§ **EXERCISE DESCRIPTION**
Tally the lines below that contain the string "ceiling". Report only the count.

§ **GIVEN RECORDS**
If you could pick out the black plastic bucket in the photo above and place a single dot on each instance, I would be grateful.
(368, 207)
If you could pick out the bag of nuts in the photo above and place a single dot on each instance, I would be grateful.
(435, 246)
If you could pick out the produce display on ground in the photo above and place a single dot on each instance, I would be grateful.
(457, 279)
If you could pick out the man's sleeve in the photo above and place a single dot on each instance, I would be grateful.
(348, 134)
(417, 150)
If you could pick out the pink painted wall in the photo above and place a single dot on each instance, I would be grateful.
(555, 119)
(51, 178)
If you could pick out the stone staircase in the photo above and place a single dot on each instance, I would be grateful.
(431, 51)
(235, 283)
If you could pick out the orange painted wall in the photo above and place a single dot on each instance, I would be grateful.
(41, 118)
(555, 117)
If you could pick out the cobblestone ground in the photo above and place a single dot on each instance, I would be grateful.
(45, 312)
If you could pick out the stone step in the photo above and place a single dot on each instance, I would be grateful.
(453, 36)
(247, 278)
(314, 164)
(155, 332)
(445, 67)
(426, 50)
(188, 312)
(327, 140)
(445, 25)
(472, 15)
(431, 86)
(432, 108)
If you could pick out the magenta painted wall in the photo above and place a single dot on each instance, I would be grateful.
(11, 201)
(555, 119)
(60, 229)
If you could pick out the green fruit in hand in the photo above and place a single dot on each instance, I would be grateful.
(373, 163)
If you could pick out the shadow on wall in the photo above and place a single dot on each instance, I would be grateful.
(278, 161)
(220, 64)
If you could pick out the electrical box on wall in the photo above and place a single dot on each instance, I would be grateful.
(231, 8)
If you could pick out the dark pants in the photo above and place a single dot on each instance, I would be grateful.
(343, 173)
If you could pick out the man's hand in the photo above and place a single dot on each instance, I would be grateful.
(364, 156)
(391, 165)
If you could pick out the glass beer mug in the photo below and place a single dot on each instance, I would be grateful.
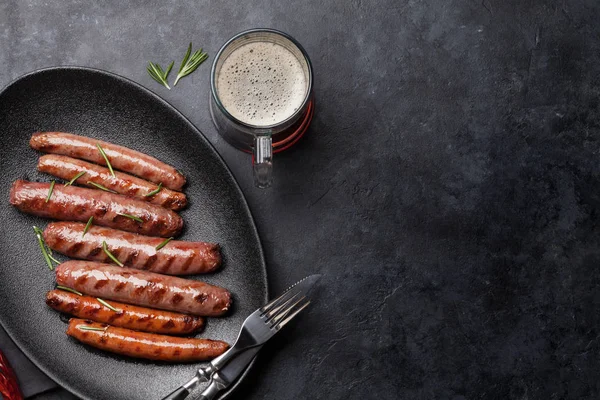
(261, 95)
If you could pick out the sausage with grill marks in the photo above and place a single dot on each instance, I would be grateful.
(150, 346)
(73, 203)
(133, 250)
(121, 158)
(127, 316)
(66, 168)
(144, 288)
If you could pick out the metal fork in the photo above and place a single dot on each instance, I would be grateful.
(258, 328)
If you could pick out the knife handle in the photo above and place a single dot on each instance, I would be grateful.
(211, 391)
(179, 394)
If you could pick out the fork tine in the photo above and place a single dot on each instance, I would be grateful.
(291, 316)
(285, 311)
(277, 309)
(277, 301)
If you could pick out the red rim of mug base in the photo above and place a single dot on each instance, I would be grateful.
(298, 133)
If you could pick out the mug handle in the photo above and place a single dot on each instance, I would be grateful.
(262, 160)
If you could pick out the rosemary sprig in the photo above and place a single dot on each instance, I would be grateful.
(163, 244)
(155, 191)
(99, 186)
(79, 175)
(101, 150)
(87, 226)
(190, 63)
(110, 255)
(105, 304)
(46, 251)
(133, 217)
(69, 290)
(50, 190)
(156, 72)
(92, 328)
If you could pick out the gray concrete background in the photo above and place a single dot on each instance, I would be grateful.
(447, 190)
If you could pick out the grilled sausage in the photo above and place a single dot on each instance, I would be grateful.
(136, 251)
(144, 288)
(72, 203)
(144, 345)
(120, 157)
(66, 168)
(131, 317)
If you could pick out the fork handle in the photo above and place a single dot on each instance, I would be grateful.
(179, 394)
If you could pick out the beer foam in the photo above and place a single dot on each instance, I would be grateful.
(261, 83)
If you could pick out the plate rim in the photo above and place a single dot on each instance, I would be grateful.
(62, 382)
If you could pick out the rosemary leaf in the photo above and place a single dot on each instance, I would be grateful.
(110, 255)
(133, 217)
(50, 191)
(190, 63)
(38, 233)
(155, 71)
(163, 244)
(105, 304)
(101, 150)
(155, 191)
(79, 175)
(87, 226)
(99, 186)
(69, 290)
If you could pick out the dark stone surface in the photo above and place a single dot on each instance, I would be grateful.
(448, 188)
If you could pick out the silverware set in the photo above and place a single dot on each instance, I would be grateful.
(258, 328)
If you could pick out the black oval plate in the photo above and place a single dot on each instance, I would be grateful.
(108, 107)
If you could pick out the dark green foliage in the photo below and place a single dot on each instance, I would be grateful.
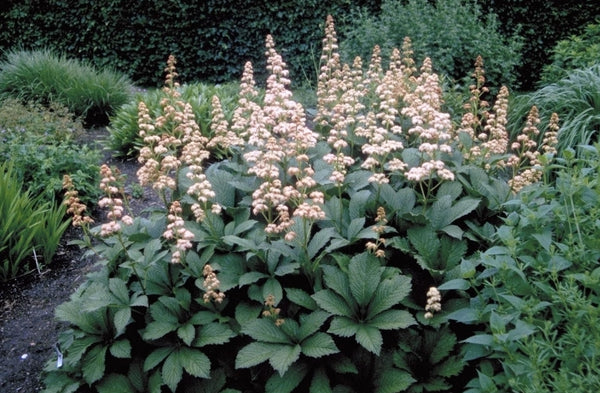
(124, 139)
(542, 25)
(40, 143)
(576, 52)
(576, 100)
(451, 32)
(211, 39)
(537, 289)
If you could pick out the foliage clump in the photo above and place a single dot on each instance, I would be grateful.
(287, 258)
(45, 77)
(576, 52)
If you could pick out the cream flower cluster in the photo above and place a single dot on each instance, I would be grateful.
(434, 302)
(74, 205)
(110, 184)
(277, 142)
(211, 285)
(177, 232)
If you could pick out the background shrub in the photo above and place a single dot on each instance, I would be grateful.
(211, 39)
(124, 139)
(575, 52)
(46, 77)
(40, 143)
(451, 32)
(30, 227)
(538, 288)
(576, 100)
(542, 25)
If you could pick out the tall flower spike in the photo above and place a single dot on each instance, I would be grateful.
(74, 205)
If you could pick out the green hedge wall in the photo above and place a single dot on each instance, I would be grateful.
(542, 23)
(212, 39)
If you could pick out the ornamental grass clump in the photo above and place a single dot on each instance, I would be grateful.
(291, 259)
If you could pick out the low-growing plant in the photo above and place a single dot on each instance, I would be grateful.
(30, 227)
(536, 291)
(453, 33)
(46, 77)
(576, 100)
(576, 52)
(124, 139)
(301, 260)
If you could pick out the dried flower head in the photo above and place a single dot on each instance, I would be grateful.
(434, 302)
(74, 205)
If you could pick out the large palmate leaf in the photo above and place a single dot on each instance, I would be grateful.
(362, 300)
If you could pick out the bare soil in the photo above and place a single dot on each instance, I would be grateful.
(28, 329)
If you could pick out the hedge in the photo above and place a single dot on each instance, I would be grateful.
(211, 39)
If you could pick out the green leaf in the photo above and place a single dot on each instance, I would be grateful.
---
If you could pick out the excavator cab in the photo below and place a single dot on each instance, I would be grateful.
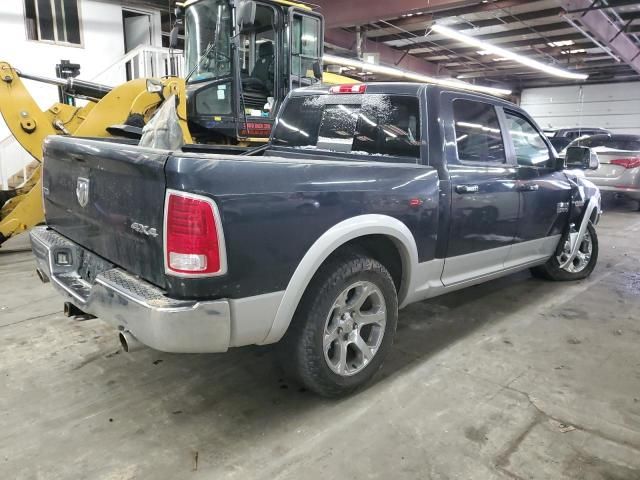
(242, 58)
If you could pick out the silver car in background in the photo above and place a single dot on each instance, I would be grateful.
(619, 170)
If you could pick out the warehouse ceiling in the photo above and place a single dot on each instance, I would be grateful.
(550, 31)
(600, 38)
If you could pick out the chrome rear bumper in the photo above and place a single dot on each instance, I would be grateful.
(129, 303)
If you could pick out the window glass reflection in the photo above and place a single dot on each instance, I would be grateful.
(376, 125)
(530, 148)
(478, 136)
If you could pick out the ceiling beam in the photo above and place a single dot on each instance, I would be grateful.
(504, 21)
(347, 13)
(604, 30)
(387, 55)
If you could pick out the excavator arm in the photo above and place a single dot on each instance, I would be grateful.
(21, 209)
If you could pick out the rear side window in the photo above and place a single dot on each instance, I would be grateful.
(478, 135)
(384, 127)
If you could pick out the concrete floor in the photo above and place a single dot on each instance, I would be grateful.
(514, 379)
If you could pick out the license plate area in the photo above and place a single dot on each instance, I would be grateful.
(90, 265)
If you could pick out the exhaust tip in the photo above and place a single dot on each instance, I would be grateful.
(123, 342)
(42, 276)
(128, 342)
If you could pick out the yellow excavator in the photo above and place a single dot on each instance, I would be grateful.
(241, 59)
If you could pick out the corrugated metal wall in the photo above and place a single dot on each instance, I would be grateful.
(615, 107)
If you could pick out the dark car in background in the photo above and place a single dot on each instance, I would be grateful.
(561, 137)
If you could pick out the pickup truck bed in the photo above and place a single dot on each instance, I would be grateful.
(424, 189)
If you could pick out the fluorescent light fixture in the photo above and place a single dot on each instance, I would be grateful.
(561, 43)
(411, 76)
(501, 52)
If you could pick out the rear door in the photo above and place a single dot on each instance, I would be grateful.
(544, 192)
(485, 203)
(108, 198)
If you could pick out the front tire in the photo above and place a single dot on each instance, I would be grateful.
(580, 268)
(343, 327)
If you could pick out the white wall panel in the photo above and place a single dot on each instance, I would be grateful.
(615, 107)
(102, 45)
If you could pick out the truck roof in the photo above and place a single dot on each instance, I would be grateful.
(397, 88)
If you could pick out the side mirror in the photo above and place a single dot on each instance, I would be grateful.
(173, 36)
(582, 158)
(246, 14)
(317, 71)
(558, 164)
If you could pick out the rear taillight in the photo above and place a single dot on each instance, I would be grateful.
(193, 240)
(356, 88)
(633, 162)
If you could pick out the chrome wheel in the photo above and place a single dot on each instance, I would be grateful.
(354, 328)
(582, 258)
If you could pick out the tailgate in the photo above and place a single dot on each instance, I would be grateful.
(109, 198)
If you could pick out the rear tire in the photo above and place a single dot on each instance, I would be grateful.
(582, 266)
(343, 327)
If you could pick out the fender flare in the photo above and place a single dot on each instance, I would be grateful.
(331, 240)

§ **RIGHT ANSWER**
2